*Text shown:*
=-=-=-=-=

In order to get closer to the real freeze-thaw cycles, the weather resistant adhesive was smeared on the side of the insulation panel to prevent the water and Na2SO4 solution from corroding the insulation board from the side. The freeze-thaw cycle was carried out in the temperature cycle rain box. The operating procedures of freeze-thaw cycles are as follows: The specimens were placed at (20 ± 2)°C for 8 h and sprayed with water at a rate of (1.0 ± 0.1) L/(m2·min), and then the temperature of the box was reduced to −20°C and maintained at (−20 ± 2)°C for 16 h, which was a cycle. The cracks and shedding on the specimen surface were observed and recorded after each three cycles.
Test group
The component information of specimen in freeze-thaw environment.

=-=-=-=-=

*Data entries:*

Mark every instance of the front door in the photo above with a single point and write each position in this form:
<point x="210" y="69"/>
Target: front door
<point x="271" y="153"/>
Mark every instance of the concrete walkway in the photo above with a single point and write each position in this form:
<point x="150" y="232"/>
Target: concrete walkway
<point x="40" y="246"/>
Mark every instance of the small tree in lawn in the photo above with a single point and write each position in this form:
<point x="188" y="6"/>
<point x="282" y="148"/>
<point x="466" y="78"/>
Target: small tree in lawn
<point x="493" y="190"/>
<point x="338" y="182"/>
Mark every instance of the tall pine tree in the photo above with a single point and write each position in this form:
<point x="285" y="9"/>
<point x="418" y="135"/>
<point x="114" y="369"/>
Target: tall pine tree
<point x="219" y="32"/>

=-=-=-=-=

*Aim of the task:* From the freeze-thaw test text, list every number given with a unit of measure, in the order they appear. The records play no part in what follows.

*Problem solution:*
(20 ± 2)°C
8 h
(1.0 ± 0.1) L/(m2·min)
−20°C
(−20 ± 2)°C
16 h